_What is expected_
Please edit the rows below so that every "pixel position" becomes "pixel coordinate", keeping everything else the same.

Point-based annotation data
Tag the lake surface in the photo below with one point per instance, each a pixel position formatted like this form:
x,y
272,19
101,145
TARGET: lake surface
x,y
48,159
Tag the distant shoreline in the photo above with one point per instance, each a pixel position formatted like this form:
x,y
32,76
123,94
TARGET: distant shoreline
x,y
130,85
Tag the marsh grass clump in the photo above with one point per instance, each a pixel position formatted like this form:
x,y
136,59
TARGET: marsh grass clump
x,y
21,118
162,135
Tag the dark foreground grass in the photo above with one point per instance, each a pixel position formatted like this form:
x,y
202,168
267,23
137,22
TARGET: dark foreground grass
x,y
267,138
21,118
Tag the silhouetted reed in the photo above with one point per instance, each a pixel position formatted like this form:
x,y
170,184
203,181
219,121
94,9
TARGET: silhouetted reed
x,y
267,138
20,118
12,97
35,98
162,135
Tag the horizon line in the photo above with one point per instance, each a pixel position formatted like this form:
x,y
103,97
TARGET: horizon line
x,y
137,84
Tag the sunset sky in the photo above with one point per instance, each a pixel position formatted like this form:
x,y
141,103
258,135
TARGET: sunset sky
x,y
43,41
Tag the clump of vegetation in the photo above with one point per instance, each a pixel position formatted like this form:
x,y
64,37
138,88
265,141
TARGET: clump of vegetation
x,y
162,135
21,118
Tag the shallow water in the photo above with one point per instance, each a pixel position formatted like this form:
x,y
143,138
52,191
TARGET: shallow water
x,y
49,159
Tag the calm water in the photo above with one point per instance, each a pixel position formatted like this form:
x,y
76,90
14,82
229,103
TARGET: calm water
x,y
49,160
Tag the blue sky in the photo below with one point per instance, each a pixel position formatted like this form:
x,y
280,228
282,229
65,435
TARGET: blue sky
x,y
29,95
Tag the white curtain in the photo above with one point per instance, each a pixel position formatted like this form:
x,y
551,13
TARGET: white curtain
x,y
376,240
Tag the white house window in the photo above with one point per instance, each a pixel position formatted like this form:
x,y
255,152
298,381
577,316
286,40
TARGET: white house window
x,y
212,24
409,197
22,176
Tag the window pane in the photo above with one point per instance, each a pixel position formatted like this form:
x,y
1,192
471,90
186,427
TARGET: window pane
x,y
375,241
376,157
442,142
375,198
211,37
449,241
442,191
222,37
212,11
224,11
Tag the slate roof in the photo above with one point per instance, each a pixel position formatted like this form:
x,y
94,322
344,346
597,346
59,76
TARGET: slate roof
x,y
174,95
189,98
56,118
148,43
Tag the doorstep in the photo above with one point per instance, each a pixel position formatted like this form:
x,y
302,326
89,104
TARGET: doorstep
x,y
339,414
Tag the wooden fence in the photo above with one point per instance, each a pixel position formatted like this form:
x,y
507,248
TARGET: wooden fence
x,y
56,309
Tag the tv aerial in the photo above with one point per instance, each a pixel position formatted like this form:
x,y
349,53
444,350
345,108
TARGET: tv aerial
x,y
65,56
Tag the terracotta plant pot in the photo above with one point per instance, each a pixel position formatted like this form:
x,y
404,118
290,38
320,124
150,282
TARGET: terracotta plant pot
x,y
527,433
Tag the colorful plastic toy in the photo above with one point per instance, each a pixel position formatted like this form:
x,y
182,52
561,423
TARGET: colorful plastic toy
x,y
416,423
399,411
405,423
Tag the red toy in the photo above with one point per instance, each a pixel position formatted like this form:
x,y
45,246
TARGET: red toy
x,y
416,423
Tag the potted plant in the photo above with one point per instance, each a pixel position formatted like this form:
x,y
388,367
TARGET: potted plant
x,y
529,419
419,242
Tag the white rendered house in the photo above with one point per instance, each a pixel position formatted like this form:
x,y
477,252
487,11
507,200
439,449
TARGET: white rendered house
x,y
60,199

_Full response_
Tag the lake surface in the photo below with one point per instance, each a pixel coordinate formatted like this form:
x,y
272,19
101,145
TARGET: lake surface
x,y
48,159
Tag the distant shoreline in the photo above with one point per instance, each a pixel coordinate formatted like this form:
x,y
32,76
123,94
TARGET: distant shoreline
x,y
130,85
Tag the marsh grass clump in the photo above with one point per instance, each a pixel coordinate formatted like this form:
x,y
136,59
TARGET: marsh grass clump
x,y
21,118
162,135
Tag the dark foreground grass in the photo above with one point per instance, each a pixel coordinate formatted like this form:
x,y
202,168
267,23
137,22
TARGET: dark foreground grass
x,y
267,138
21,118
Tag the silhouetted reed in the photo above with one point per instance, each a pixel coordinate formatted like this form:
x,y
170,184
203,181
219,121
94,9
TARGET: silhouetted reed
x,y
267,138
20,118
12,97
35,98
162,135
Tag the horizon line in the photo above with one point per instance, each a pixel coordinate formatted like this form:
x,y
103,97
TARGET: horizon line
x,y
137,84
Tag the sunset sky in the photo above with one point per instance, each a pixel coordinate formatted like this form:
x,y
141,103
258,135
TARGET: sunset sky
x,y
43,41
Tag the clump of vegetation in the photo above with one point per instance, each a pixel coordinate formatted like this form:
x,y
64,37
138,88
265,141
TARGET: clump of vegetation
x,y
162,135
21,118
Tag the shallow water in the photo above with one point per instance, each a pixel coordinate formatted like this form:
x,y
143,138
52,191
TARGET: shallow water
x,y
49,159
Tag the calm water in the photo above with one point per instance, each a pixel coordinate formatted like this form:
x,y
76,90
14,82
229,103
TARGET: calm water
x,y
49,160
Tag the blue sky in the photo below with one point per instance, each a pixel coordinate formatted like this form:
x,y
280,228
282,229
65,435
TARGET: blue sky
x,y
29,95
Tag the white curtain in the photo above with one point per instance, each a pixel coordinate formatted like this form:
x,y
551,13
TARGET: white curtain
x,y
376,240
Tag the white house window in the photo above with one point per instance, each a pixel coordinate formatted like this form:
x,y
255,152
298,381
577,316
286,40
TARGET: white house window
x,y
212,24
409,197
22,176
Tag the window pane in the photo above with one point per instance, each a pixel coordinate formatted like this form:
x,y
1,192
471,90
186,427
TARGET: window pane
x,y
375,241
376,157
442,142
375,198
211,37
449,241
442,191
222,37
212,11
224,11
Tag the slate roof in the photo above with one point per instance, each a pixel coordinate formatted like this form:
x,y
94,322
344,346
597,346
59,76
TARGET: slate roof
x,y
174,95
189,98
56,118
148,43
Tag the doorstep in the photo above with one point per instance, each a pixel coordinate formatted like this form:
x,y
302,326
89,104
TARGET: doorstep
x,y
339,414
Tag the wooden fence in the photo above with one point per instance, each a pixel coordinate formatted like this form:
x,y
507,248
TARGET: wooden fence
x,y
56,309
Tag the tv aerial in the photo above with one point per instance, each a pixel coordinate formatted like this form:
x,y
349,53
444,350
345,108
TARGET: tv aerial
x,y
65,56
Tag the terracotta plant pot in the photo above with one point per instance, each a pixel coordinate formatted like this form:
x,y
404,118
290,38
320,124
150,282
TARGET: terracotta plant pot
x,y
527,433
Tag the colorful plastic toy in the photo above with one point per instance, each a pixel coordinate formatted like this form:
x,y
182,52
561,423
TARGET: colorful plastic toy
x,y
416,423
399,411
405,423
Tag the red toy in the photo above with one point per instance, each a pixel coordinate formatted like this form:
x,y
45,246
TARGET: red toy
x,y
416,423
Tag the potted plant in the photo above with one point per instance, each a pixel coordinate formatted like this form:
x,y
388,367
TARGET: potted plant
x,y
529,419
419,242
Tag the white rendered house in the photo above with one point per instance, each a pixel coordinate formatted like this form:
x,y
477,252
487,11
507,200
439,449
TARGET: white rendered house
x,y
60,199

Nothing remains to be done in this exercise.